• Provided entries

↓

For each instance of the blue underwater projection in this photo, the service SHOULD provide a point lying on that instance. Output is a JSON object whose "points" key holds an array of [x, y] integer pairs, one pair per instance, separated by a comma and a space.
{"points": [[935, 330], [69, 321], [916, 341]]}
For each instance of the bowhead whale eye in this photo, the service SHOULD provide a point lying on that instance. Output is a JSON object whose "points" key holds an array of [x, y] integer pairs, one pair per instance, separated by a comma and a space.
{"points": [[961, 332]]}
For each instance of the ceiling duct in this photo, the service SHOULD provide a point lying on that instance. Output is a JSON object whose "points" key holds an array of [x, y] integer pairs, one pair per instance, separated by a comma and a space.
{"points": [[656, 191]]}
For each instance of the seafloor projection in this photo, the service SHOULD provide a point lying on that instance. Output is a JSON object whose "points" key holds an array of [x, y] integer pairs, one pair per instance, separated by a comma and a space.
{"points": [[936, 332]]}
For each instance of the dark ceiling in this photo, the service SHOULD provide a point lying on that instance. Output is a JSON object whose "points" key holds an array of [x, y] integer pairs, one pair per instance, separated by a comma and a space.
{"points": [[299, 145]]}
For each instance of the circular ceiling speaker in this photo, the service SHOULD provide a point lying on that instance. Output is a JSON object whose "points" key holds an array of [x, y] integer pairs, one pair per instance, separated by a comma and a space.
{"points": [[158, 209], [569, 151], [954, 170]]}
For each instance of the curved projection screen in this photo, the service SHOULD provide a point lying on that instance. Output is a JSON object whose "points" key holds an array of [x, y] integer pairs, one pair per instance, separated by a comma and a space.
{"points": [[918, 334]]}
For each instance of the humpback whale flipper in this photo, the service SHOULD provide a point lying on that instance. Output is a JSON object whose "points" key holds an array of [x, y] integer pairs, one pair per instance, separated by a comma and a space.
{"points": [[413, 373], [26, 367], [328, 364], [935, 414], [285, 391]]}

↑

• Work order
The response should consist only of the lines from the one containing "For each instance of the dark" to the end of the material above, both included.

• Response
For each instance of the dark ceiling in this photo, the service SHOULD provide a point lying on that instance. Output is a JSON object whose "points" key holds an array of [x, y] integer pairs, one pair per instance, separated by a comma and a space.
{"points": [[299, 145]]}
For each instance of the circular ceiling speaker in this photo, the service SHOULD provide a point lying on that instance. Output is a JSON object whose "points" key holds an array of [x, y] integer pairs, one pair per instance, separated by a comma and a space.
{"points": [[158, 209], [569, 151], [954, 170]]}
For each instance of the curved projection screen in this photo, the service SHOULD provide a point lying on that instance. Output is a JSON object whose "points" key holds an array of [x, y] integer pairs, one pair per instance, separated by a comma and a space.
{"points": [[918, 334]]}
For each instance of the humpback whale flipper in this photo, the service SHOULD provide a point lying on that instance. Output is a JSON object whose "points" key holds an array of [x, y] integer pairs, one pair per instance, separated by a comma and a space.
{"points": [[413, 373], [26, 367], [328, 364], [935, 414], [285, 391]]}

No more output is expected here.